_TASKS TO PERFORM_
a - In the passage about the poppies at the Tower of London, rewrite the part starting at "A red flood" and ending at "First World War.", replacing "Beefeaters" with "Yeoman Warders".
b - From the passage about the poppies at the Tower of London, list each part of the Beefeaters' dress and the emblems on it.
c - According to the passage about the poppies at the Tower of London, what does the display mark?

_EXTRACTED TEXT_
►

A red flood spreads out before us as we emerge from a door in a wall. Ceramic poppies bleed from the Weeping Window in the bastion wall on the other side, rise in a wave over the causeway, filling the 10-hectare moat of the Tower of London.

Dressed in dark blue tunics with red trim, emblazoned with ER on the front, and high, brimmed hats with a Tudor rose, Beefeaters move through the field, as if on cue. They look like characters from a child’s imagination in a surreal, red landscape. High above us, thousands of people line the moat’s outer wall to witness the living theatre that marks the centenary of the start of the First World War.

◄

_ROWS_
►

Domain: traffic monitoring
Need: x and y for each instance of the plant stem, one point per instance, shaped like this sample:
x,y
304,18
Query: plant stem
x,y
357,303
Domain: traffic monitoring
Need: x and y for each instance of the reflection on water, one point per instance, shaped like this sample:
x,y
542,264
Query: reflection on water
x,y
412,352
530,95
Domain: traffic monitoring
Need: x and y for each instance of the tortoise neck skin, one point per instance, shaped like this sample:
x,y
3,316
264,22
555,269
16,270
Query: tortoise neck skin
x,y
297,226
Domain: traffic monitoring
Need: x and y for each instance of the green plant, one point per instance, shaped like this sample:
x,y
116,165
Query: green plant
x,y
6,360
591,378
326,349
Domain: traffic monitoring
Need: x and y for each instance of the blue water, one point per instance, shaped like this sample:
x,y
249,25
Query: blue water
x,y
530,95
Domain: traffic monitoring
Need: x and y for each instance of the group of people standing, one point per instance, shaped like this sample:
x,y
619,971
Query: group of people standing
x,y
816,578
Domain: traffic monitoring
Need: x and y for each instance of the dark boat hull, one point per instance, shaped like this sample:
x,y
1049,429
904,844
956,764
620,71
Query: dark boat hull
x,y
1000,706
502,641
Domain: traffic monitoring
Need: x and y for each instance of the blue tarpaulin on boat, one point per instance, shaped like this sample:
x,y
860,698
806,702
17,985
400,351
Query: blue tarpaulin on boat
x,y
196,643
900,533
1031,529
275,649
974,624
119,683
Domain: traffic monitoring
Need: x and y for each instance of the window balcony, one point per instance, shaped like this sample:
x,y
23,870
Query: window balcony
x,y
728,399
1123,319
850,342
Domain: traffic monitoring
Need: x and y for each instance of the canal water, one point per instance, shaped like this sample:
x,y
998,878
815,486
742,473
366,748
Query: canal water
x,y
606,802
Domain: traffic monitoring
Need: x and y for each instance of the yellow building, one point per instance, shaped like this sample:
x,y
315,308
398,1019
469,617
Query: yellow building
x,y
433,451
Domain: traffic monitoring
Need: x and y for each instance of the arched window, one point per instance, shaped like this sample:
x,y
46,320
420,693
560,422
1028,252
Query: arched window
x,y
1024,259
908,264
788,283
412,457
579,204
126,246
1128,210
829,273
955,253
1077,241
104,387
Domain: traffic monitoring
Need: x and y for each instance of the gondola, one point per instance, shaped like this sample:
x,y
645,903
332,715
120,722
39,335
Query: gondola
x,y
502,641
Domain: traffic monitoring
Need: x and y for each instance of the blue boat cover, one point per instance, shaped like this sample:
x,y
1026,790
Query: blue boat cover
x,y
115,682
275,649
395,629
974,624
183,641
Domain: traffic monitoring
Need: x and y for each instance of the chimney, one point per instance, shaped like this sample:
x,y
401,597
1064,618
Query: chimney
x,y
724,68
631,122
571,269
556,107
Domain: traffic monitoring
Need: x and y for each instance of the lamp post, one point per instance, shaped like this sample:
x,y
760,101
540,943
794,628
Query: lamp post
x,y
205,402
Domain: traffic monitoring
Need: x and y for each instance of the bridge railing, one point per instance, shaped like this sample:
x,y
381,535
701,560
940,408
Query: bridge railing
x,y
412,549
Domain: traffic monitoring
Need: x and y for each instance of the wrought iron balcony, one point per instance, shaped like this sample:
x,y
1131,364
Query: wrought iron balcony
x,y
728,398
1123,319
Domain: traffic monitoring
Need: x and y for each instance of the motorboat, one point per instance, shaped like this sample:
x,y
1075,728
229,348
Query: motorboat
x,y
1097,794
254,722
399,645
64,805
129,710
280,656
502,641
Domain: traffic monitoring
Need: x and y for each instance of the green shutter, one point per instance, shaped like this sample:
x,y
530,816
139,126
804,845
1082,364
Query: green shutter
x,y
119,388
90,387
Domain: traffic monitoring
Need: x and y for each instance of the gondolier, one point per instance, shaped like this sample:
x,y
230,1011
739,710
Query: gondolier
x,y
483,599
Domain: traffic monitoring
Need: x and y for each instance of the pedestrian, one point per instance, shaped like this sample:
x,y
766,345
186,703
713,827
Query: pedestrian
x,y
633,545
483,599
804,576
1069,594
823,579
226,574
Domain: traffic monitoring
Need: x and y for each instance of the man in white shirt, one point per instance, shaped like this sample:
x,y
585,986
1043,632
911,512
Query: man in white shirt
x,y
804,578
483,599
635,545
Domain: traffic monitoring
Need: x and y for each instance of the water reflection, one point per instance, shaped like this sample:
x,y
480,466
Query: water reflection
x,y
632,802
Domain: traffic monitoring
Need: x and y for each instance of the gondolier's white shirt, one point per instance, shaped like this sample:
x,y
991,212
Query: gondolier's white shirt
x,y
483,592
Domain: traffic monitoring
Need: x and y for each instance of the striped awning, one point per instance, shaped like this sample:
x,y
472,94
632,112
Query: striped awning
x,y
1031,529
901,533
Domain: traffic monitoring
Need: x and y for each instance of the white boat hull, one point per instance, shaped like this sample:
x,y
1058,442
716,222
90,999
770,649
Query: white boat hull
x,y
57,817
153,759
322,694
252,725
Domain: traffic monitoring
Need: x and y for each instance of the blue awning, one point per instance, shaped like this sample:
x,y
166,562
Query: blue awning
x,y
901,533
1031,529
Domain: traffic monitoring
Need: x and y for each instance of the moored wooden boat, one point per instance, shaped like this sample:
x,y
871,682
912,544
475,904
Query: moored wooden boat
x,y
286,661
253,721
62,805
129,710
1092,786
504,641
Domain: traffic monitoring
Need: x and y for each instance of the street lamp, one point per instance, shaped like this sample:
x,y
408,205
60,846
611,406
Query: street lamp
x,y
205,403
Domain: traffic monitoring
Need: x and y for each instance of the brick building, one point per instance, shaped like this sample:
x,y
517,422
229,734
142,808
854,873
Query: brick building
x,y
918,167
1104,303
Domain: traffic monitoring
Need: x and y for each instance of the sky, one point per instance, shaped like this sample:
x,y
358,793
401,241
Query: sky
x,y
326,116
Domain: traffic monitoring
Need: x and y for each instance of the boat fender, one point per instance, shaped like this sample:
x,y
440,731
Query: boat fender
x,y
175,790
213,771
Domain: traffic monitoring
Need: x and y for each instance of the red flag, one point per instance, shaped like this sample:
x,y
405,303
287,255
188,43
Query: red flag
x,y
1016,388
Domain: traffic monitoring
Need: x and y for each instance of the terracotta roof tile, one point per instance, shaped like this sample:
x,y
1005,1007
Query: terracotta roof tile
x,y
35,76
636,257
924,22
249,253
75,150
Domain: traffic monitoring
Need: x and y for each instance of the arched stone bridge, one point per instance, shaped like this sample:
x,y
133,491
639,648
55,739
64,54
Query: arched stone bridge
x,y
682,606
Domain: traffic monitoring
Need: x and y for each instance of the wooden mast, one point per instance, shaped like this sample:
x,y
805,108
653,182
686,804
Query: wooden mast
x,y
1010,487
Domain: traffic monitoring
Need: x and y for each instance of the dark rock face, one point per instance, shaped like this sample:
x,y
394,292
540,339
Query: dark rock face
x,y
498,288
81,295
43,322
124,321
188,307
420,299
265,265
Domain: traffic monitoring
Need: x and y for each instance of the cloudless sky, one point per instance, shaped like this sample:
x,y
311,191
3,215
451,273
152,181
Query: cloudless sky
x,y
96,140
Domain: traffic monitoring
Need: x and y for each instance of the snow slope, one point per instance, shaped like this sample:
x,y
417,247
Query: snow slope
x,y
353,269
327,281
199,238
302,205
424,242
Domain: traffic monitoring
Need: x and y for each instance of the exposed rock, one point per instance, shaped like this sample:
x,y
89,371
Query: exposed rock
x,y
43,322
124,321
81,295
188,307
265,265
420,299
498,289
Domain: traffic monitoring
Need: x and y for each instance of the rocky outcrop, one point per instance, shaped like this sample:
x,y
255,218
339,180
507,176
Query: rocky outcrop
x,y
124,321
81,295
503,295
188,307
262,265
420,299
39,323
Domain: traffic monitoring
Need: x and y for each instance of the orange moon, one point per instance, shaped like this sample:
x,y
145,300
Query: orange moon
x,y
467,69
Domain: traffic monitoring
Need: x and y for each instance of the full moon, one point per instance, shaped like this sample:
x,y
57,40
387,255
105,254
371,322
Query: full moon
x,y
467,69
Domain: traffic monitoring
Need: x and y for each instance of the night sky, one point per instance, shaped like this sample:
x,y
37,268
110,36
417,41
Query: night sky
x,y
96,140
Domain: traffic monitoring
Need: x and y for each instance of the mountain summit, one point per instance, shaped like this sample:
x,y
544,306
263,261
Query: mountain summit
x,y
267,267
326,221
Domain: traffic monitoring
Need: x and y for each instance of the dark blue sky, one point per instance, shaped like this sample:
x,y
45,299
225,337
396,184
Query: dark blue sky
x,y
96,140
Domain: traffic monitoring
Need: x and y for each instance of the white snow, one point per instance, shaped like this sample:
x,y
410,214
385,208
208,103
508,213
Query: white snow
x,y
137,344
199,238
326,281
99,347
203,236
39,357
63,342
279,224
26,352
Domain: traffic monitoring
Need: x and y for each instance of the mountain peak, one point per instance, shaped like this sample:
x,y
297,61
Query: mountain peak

◄

_ANSWERS_
a -
A red flood spreads out before us as we emerge from a door in a wall. Ceramic poppies bleed from the Weeping Window in the bastion wall on the other side, rise in a wave over the causeway, filling the 10-hectare moat of the Tower of London.

Dressed in dark blue tunics with red trim, emblazoned with ER on the front, and high, brimmed hats with a Tudor rose, Yeoman Warders move through the field, as if on cue. They look like characters from a child’s imagination in a surreal, red landscape. High above us, thousands of people line the moat’s outer wall to witness the living theatre that marks the centenary of the start of the First World War.

b -
- Dark blue tunics
- Red trim
- ER on the front
- High, brimmed hats
- A Tudor rose

c - It marks the centenary of the start of the First World War.